━━━━━ SUPPLIED RECORDS
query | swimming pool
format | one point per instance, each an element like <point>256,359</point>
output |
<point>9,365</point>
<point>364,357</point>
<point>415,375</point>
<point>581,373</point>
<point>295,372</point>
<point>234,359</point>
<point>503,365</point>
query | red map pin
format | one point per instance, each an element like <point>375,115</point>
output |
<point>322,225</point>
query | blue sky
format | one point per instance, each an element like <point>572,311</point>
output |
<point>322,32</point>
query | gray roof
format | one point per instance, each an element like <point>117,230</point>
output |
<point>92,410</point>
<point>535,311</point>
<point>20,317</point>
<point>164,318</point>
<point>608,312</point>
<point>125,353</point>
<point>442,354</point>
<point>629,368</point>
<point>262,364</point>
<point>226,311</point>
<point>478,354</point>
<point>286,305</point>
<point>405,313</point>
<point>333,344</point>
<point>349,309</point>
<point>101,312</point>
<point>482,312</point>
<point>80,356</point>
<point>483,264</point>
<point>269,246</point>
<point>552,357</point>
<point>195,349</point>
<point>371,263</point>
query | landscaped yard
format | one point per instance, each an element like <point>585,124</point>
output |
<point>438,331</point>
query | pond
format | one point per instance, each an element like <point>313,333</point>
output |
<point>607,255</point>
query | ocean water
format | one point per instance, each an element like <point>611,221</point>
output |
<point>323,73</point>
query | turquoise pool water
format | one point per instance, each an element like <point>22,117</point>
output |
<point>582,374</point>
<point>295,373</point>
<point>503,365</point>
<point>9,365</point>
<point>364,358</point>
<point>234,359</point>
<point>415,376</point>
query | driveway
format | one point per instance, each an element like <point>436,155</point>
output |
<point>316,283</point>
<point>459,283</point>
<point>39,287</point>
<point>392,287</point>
━━━━━━━━━━
▶ **TASK ITEM**
What must be transcribed is the run of lines from the one containing "element like <point>611,221</point>" to the last line of the data above, inclusive, and only that.

▶ **WRITTEN REPLY**
format | one point per instance, each an element like <point>611,221</point>
output |
<point>323,73</point>
query | turquoise pool water
format | one point per instance, each an element like <point>22,117</point>
output |
<point>582,374</point>
<point>295,373</point>
<point>503,365</point>
<point>9,365</point>
<point>364,358</point>
<point>234,359</point>
<point>415,376</point>
query | driveway
format | one point per instance, each an element like <point>436,155</point>
output |
<point>316,283</point>
<point>459,283</point>
<point>39,287</point>
<point>392,287</point>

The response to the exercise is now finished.